**RECORDS PROVIDED**
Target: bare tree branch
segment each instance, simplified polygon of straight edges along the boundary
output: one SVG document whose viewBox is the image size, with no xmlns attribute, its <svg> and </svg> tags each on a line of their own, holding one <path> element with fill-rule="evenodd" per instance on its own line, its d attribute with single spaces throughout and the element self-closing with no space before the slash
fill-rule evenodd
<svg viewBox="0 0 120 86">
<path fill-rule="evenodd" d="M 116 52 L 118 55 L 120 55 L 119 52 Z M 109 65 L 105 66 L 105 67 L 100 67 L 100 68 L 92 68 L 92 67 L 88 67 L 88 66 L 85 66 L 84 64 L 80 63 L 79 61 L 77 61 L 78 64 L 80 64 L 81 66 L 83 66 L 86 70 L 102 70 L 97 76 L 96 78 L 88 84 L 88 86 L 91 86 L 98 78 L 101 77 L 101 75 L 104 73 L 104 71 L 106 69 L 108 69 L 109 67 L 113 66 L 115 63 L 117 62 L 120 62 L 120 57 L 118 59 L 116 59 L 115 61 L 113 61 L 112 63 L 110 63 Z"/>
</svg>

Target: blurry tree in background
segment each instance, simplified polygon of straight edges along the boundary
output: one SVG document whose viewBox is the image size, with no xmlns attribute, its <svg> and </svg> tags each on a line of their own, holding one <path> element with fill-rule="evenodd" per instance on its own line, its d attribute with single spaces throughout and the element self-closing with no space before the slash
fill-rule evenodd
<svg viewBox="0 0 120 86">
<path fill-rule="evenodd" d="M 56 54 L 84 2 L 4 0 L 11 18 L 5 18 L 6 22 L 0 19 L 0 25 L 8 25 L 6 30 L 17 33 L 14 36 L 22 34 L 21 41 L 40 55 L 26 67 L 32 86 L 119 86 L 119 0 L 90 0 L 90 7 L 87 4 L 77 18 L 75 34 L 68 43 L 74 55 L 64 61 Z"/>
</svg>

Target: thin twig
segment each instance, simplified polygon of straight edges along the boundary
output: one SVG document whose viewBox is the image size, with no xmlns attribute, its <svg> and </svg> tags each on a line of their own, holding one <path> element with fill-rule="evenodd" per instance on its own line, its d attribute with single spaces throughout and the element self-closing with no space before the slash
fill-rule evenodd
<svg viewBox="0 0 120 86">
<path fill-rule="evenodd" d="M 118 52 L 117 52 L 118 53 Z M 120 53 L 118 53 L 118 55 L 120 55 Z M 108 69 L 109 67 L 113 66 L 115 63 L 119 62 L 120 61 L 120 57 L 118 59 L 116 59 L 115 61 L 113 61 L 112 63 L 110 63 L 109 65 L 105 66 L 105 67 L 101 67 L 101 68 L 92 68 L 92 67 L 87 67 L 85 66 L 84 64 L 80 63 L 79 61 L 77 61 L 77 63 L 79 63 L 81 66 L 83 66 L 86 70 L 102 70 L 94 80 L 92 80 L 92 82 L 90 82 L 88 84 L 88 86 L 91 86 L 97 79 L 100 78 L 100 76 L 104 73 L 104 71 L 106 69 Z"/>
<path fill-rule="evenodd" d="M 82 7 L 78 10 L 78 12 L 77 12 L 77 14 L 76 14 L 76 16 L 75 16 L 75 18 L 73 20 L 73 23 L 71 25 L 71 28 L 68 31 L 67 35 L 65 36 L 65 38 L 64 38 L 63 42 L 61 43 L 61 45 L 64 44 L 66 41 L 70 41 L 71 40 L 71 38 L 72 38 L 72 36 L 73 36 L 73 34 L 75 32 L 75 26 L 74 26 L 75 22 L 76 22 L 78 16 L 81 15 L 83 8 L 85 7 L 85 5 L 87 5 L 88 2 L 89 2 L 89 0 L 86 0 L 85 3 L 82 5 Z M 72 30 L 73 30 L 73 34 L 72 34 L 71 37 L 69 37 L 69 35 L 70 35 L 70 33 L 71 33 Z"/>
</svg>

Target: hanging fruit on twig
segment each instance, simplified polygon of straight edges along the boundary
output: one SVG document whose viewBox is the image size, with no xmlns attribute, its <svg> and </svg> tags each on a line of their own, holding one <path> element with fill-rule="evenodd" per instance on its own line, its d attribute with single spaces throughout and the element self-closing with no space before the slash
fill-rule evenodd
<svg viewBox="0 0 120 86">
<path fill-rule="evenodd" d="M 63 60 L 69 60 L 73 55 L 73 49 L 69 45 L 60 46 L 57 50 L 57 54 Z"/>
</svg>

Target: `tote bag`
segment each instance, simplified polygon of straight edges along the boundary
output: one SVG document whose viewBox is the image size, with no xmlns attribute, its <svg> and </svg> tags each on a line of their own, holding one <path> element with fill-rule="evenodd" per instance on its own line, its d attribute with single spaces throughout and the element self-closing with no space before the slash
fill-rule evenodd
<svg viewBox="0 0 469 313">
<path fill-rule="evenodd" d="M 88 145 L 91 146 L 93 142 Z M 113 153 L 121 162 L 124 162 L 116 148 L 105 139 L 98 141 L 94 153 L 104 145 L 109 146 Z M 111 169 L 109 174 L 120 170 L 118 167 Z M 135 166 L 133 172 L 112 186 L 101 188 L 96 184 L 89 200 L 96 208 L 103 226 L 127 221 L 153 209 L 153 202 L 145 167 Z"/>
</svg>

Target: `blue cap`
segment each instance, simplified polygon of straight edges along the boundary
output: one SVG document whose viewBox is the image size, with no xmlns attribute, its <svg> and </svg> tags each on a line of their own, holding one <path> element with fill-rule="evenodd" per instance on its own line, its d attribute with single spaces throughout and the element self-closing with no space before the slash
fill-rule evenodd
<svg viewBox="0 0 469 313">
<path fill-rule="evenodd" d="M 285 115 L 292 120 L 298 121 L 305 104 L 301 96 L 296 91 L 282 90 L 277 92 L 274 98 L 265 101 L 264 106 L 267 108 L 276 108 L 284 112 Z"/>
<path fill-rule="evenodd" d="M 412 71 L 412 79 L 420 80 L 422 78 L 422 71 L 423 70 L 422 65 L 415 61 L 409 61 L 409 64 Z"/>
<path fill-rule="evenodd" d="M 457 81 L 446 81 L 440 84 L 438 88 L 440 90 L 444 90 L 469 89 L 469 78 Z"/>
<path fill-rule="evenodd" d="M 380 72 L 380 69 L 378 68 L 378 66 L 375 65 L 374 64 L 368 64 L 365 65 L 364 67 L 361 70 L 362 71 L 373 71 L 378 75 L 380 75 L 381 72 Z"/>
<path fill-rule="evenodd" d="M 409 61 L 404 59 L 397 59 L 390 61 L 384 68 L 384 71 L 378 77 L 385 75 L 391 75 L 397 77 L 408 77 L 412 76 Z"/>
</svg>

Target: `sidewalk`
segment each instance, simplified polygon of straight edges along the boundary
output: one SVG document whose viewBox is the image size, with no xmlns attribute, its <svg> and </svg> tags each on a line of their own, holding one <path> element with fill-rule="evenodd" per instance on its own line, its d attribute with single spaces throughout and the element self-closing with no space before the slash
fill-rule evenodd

**PROBLEM TO SOLVE**
Collect every line of the rows above that contains the string "tree", matching case exactly.

**THE OUTPUT**
Target: bare tree branch
Target: blurry tree in background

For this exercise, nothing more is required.